## Goal
Filter the rows below and copy every line that contains the word "white".

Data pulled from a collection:
····················

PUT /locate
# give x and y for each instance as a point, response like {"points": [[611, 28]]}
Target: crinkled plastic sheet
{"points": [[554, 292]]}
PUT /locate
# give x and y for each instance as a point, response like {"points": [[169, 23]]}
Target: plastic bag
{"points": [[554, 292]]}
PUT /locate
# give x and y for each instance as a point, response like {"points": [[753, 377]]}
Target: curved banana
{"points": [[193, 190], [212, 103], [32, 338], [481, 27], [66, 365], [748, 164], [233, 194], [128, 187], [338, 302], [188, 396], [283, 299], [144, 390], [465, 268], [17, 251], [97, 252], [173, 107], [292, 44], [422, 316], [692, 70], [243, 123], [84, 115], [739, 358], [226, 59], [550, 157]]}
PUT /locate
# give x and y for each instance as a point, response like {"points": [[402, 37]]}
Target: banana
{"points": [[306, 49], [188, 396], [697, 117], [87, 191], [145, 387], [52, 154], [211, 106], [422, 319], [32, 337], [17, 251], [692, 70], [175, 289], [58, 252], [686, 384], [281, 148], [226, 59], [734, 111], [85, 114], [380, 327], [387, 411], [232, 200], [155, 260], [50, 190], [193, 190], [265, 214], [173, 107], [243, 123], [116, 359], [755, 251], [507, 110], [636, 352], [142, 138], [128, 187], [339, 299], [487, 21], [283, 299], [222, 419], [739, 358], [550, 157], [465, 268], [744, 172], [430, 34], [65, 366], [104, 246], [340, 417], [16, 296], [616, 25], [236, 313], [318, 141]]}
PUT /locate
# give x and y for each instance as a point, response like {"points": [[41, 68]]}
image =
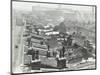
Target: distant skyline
{"points": [[28, 6]]}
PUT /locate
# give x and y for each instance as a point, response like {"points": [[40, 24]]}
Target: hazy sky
{"points": [[28, 6]]}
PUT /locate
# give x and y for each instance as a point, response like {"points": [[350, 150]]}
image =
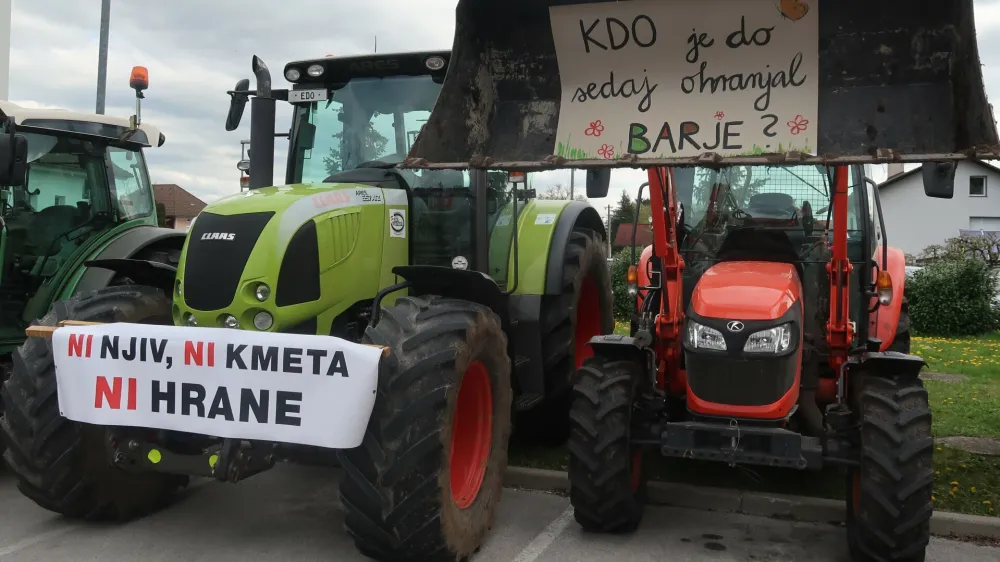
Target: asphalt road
{"points": [[292, 513]]}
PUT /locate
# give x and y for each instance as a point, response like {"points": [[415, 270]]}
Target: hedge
{"points": [[953, 298]]}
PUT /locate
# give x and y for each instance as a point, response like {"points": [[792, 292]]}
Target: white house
{"points": [[914, 221]]}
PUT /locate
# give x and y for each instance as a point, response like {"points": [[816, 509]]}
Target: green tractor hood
{"points": [[280, 258]]}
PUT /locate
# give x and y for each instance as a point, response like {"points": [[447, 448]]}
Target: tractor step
{"points": [[745, 444], [527, 401]]}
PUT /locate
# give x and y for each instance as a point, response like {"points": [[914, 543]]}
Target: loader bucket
{"points": [[536, 83]]}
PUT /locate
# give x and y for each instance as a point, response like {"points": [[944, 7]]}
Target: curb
{"points": [[797, 508]]}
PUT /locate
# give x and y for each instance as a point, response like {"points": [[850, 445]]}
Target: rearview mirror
{"points": [[13, 159], [939, 179], [598, 182], [237, 104]]}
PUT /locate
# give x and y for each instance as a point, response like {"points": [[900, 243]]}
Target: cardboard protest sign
{"points": [[677, 79], [287, 388]]}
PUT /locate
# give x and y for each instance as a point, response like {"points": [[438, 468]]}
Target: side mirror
{"points": [[237, 104], [939, 179], [598, 182], [13, 159]]}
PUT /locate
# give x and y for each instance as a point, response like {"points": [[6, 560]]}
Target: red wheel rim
{"points": [[636, 470], [588, 319], [471, 435]]}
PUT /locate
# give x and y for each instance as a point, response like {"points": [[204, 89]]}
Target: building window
{"points": [[977, 186]]}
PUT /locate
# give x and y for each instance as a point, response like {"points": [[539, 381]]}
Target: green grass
{"points": [[963, 482]]}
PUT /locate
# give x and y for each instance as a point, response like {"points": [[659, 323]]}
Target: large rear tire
{"points": [[582, 310], [606, 474], [424, 484], [889, 503], [60, 464]]}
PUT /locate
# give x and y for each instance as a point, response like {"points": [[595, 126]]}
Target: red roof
{"points": [[177, 201], [643, 235]]}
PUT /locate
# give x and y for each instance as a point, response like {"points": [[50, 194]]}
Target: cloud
{"points": [[196, 50]]}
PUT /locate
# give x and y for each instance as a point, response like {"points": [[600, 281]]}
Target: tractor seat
{"points": [[48, 224], [768, 203]]}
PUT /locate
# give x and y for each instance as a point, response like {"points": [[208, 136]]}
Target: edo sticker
{"points": [[397, 223], [674, 79], [287, 388]]}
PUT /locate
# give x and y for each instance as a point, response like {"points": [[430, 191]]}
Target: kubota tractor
{"points": [[770, 322], [482, 298]]}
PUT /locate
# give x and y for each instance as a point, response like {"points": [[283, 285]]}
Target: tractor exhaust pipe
{"points": [[262, 115]]}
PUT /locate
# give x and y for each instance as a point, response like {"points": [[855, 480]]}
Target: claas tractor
{"points": [[76, 199], [481, 297], [770, 324]]}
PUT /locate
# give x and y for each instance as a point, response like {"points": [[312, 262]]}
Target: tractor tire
{"points": [[567, 321], [60, 464], [901, 342], [606, 473], [425, 482], [889, 503]]}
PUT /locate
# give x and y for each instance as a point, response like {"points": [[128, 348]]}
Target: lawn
{"points": [[963, 482]]}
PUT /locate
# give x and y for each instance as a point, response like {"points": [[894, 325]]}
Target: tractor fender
{"points": [[118, 256], [886, 318], [890, 364], [576, 214], [473, 286]]}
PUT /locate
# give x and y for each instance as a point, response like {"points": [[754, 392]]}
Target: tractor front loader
{"points": [[770, 323], [481, 298]]}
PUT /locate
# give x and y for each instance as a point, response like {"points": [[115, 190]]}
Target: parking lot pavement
{"points": [[292, 513]]}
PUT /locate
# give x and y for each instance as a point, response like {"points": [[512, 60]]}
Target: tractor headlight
{"points": [[703, 337], [772, 340]]}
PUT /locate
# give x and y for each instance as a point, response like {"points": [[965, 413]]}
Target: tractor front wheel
{"points": [[606, 475], [425, 482], [568, 321], [60, 464], [889, 503]]}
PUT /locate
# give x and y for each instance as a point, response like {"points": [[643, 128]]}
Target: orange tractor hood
{"points": [[746, 290]]}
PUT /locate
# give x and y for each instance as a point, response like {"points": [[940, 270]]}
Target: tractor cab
{"points": [[85, 177], [367, 114]]}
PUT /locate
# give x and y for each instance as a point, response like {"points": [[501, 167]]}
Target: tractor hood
{"points": [[273, 249], [747, 290]]}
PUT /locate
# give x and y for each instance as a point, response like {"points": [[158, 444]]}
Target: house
{"points": [[914, 221], [180, 207]]}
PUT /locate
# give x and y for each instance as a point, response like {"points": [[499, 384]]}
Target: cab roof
{"points": [[77, 122]]}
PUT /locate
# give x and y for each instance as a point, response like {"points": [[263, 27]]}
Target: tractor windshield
{"points": [[367, 121], [786, 208]]}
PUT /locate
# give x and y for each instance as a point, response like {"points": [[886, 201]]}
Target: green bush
{"points": [[953, 298], [619, 269]]}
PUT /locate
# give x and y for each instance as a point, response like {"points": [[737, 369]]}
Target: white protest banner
{"points": [[681, 78], [287, 388]]}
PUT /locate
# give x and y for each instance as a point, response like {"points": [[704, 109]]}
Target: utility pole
{"points": [[102, 55]]}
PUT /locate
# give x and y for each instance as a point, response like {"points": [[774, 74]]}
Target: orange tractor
{"points": [[770, 324]]}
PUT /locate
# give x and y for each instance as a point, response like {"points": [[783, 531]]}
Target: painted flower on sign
{"points": [[595, 129], [798, 125]]}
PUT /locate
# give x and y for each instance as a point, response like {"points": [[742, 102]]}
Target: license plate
{"points": [[306, 95]]}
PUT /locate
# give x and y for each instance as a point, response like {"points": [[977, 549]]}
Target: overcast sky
{"points": [[196, 50]]}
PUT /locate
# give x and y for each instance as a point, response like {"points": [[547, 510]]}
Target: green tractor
{"points": [[76, 202], [484, 296]]}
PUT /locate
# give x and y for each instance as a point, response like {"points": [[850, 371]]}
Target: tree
{"points": [[372, 142]]}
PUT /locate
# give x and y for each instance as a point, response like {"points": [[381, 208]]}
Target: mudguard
{"points": [[125, 247], [884, 321]]}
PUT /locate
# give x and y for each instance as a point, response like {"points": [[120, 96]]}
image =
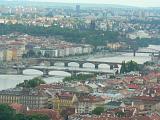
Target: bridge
{"points": [[72, 70], [52, 62]]}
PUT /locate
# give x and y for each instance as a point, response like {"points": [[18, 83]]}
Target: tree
{"points": [[120, 114], [6, 112], [98, 110], [38, 117]]}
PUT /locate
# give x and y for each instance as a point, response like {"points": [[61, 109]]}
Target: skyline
{"points": [[138, 3]]}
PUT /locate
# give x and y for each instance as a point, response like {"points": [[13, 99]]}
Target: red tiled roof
{"points": [[53, 115], [155, 116], [17, 107]]}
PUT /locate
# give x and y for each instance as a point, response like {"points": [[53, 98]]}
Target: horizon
{"points": [[134, 3]]}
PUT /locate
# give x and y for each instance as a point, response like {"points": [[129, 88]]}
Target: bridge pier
{"points": [[19, 71], [52, 63], [80, 65], [66, 64], [111, 67], [45, 72], [96, 66]]}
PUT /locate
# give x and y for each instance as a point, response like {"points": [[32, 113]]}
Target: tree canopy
{"points": [[94, 37]]}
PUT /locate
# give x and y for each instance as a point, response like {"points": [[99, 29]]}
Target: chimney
{"points": [[132, 104], [123, 110]]}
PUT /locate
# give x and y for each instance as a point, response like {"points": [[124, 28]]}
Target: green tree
{"points": [[6, 112], [98, 110], [38, 117]]}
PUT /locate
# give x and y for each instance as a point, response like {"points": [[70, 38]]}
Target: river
{"points": [[10, 81]]}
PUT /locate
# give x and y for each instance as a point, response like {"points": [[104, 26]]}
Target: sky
{"points": [[139, 3]]}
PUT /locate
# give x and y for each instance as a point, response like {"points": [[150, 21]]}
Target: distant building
{"points": [[34, 99], [78, 9], [93, 25], [86, 104]]}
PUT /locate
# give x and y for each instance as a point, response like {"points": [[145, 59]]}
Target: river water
{"points": [[10, 81]]}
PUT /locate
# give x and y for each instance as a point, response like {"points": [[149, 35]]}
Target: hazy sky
{"points": [[141, 3]]}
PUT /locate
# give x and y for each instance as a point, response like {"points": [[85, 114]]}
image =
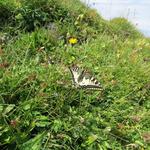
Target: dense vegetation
{"points": [[39, 107]]}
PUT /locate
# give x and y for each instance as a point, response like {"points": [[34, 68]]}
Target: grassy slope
{"points": [[39, 107]]}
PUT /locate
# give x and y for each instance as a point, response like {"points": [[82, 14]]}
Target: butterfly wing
{"points": [[76, 74], [89, 82], [82, 79]]}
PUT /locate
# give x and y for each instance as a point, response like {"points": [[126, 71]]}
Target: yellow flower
{"points": [[73, 40]]}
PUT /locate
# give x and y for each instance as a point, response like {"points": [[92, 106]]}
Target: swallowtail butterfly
{"points": [[83, 79]]}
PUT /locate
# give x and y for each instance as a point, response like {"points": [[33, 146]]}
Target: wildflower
{"points": [[73, 40], [13, 123]]}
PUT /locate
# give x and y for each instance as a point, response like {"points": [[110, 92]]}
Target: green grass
{"points": [[39, 107]]}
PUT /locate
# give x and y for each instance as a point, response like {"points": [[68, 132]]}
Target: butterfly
{"points": [[83, 79]]}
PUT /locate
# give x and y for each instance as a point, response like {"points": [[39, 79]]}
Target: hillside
{"points": [[39, 106]]}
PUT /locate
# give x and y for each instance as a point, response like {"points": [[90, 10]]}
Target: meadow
{"points": [[39, 106]]}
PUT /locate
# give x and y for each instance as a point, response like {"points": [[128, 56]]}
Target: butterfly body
{"points": [[83, 79]]}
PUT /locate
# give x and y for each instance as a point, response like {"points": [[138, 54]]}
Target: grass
{"points": [[40, 109]]}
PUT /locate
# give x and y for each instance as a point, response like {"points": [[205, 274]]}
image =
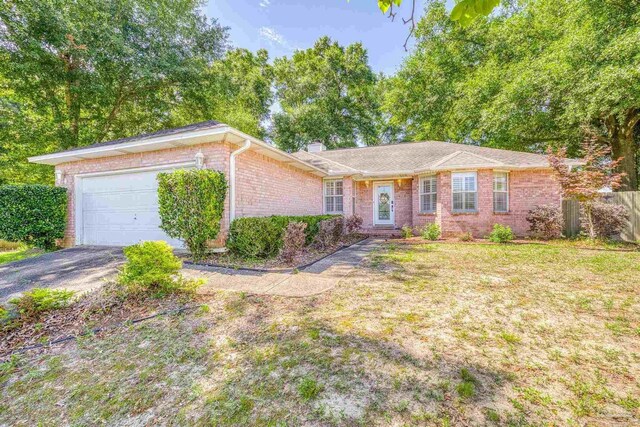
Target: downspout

····················

## Result
Target: white house
Target: white protest banner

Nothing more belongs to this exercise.